___ 文档摘录

1. 使用 Tez
set hive.execution.engine=tez;
2. 使用 ORCFILE。当有多个表 join 时,使用 ORCFile 进行存储,会显著地提高速度。
CREATE TABLE A_ORC ( customerID int, name string, age int, address string ) STORED AS ORC tblproperties ("orc.compress" = "SNAPPY");
3. 使用 VECTORIZATION。会提高 scans, aggregations, filters and joins 等操作的性能。它会把 1024条记录做为一批进行处理,而不是每条记录进行处理。
set hive.vectorized.execution.enabled = true; set hive.vectorized.execution.reduce.enabled = true;
4. 使用 Cost-based optimization (CBO) 。根据查询代价进行优化。
set hive.cbo.enable=true; set hive.compute.query.using.stats=true; set hive.stats.fetch.column.stats=true; set hive.stats.fetch.partition.stats=true;
需要运行 "analyze" 命令为 CBO 收集表的各种统计信息。
analyze table tbl_student compute statistics; analyze table tbl_student compute statistics for columns birthday, race;
5. 优化 sql
SELECT clicks.* FROM clicks inner join (select sessionID, max(timestamp) as max_ts from clicks group by sessionID) latest ON clicks.sessionID = latest.sessionID and clicks.timestamp = latest.max_ts;
使用下面的 sql 代替上面的
SELECT * FROM (SELECT *, RANK() over (partition by sessionID, order by timestamp desc) as rank FROM clicks) ranked_clicks WHERE ranked_clicks.rank=1;

______

• [给定任务]:
请返回这段关于 Hive 查询优化的文档中从“CREATE TABLE A_ORC”开始、一直到“joins 等操作的性能。它会把 1024条记录做为一批进行处理,而不是每条记录进行处理。”为止的原文。 只依据上面这段文档作答。

___ 数据记录

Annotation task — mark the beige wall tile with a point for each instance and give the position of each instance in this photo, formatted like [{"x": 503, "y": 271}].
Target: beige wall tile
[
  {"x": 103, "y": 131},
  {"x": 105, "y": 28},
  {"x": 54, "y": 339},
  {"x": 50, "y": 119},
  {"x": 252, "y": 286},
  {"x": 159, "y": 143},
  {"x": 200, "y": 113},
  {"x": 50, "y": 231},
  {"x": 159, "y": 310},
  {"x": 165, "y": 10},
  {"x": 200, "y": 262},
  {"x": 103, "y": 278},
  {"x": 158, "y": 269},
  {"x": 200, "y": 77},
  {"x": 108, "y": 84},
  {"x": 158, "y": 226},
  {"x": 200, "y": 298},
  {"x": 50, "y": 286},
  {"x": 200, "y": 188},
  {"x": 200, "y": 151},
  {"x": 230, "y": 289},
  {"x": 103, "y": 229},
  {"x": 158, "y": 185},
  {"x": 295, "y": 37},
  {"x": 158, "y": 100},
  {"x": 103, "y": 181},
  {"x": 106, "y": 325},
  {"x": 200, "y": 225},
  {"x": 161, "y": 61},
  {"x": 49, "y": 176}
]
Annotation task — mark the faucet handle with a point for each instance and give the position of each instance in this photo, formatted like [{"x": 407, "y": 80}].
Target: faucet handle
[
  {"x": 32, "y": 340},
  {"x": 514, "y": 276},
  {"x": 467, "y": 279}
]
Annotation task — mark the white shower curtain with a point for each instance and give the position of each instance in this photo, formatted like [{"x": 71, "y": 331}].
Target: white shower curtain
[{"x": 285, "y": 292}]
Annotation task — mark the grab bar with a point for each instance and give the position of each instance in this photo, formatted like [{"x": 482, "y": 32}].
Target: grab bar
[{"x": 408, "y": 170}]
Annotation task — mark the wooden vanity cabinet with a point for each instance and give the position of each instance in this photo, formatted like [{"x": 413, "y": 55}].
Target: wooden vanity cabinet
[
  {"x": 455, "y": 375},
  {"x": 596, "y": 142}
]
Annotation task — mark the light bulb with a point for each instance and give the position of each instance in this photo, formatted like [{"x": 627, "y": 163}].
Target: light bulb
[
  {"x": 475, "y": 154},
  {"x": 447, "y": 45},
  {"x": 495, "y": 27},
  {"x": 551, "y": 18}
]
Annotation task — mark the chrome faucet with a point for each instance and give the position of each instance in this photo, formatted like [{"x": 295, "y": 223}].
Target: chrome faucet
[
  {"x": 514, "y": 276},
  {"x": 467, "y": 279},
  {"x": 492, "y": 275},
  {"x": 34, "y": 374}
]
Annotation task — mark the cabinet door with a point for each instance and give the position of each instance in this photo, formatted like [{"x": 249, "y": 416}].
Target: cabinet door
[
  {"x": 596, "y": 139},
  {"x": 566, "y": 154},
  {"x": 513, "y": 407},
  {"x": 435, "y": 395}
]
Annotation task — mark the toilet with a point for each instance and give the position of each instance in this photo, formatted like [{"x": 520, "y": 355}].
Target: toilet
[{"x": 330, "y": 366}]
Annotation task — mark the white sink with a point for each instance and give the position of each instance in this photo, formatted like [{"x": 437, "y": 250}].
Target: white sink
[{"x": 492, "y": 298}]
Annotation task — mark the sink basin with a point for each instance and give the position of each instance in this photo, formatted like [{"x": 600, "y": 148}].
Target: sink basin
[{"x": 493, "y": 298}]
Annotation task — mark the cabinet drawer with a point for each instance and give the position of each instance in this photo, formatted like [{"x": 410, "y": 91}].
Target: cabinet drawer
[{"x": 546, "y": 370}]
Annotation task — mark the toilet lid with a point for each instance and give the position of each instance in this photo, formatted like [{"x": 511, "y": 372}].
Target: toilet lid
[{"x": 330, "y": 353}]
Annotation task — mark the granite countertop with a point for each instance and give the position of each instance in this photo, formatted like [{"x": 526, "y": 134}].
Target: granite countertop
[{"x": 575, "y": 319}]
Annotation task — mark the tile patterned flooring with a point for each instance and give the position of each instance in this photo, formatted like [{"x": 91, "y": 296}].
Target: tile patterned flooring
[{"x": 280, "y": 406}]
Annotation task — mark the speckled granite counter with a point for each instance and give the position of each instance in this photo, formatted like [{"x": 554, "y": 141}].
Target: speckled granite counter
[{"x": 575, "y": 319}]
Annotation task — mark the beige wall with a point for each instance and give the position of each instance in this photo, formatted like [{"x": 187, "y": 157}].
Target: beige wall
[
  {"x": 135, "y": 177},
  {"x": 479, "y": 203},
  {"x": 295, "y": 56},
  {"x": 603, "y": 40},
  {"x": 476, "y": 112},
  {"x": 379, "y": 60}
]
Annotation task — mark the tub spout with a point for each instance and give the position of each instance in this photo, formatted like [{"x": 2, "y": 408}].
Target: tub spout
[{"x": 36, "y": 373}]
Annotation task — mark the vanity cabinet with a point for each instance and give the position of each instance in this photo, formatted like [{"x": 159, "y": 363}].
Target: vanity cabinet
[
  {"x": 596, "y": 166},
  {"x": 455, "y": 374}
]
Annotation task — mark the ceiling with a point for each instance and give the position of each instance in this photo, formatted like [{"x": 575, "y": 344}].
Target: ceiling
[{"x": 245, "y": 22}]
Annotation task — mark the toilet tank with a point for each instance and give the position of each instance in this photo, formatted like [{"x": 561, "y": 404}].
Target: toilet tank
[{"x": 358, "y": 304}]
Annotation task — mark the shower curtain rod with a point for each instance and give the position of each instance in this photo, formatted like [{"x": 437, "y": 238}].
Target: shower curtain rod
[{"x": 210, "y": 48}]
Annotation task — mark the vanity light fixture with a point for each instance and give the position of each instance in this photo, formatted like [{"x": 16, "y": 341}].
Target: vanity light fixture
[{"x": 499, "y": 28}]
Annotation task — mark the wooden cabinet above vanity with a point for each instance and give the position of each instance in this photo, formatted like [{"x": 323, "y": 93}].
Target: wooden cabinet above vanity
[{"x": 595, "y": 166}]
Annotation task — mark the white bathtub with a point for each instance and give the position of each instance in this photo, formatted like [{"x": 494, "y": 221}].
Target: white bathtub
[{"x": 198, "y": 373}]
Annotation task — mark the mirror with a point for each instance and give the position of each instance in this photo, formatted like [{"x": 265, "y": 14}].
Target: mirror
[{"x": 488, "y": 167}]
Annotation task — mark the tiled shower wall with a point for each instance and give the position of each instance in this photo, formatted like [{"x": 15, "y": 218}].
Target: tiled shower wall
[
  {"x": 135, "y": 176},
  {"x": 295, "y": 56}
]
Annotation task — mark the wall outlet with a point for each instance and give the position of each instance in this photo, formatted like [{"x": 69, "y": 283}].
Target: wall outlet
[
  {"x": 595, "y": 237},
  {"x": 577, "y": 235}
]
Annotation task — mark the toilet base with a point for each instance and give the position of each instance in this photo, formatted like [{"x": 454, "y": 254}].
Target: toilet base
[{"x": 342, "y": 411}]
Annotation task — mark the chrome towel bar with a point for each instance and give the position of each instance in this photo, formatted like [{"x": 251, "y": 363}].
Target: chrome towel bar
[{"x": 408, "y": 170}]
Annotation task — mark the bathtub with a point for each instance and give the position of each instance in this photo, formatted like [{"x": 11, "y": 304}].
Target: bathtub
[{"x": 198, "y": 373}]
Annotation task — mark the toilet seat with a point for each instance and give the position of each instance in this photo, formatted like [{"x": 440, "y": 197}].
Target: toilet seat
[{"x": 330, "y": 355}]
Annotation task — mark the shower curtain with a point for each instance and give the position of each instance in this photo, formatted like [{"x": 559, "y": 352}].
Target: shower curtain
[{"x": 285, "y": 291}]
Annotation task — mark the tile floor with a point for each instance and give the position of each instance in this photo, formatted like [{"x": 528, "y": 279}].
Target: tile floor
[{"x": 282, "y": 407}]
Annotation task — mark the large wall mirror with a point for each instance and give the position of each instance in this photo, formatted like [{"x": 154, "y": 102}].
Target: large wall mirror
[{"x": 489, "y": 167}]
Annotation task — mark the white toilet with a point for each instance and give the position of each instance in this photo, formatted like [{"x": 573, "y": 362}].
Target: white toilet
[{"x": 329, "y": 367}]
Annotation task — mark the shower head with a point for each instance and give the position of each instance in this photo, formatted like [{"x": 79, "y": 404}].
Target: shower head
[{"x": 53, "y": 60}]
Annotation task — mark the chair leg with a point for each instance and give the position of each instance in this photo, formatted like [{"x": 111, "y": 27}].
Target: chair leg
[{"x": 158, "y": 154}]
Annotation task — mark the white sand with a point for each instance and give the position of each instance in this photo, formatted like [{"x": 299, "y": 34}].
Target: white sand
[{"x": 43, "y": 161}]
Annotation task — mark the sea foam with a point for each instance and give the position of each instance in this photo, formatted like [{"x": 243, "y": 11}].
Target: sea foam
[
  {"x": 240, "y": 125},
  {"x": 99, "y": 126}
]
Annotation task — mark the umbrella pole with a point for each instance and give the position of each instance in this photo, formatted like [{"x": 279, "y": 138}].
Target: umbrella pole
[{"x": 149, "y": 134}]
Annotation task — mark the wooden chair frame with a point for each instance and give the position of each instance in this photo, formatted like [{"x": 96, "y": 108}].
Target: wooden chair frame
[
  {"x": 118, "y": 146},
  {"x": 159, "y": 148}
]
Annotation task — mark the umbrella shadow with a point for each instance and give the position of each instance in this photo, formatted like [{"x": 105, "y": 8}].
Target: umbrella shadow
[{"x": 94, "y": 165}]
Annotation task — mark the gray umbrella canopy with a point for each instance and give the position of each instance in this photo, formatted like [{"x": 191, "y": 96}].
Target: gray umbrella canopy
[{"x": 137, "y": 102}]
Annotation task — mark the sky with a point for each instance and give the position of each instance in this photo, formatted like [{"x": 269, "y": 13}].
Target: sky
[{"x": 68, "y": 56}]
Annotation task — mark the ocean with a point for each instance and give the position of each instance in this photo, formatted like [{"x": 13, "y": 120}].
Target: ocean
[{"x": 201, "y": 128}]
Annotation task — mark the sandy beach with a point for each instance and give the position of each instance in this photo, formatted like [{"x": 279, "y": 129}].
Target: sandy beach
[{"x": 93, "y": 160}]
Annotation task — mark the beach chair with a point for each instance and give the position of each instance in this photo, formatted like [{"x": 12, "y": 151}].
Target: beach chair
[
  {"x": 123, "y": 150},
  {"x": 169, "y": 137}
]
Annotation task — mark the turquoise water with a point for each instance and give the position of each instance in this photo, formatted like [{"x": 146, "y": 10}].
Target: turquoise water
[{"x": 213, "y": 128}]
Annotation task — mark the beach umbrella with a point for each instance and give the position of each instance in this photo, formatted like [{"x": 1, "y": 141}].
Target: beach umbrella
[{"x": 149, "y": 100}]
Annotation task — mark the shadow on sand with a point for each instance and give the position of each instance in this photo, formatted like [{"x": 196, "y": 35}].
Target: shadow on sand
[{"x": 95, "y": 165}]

______

• [问题解答]:
CREATE TABLE A_ORC ( customerID int, name string, age int, address string ) STORED AS ORC tblproperties ("orc.compress" = "SNAPPY");
3. 使用 VECTORIZATION。会提高 scans, aggregations, filters and joins 等操作的性能。它会把 1024条记录做为一批进行处理,而不是每条记录进行处理。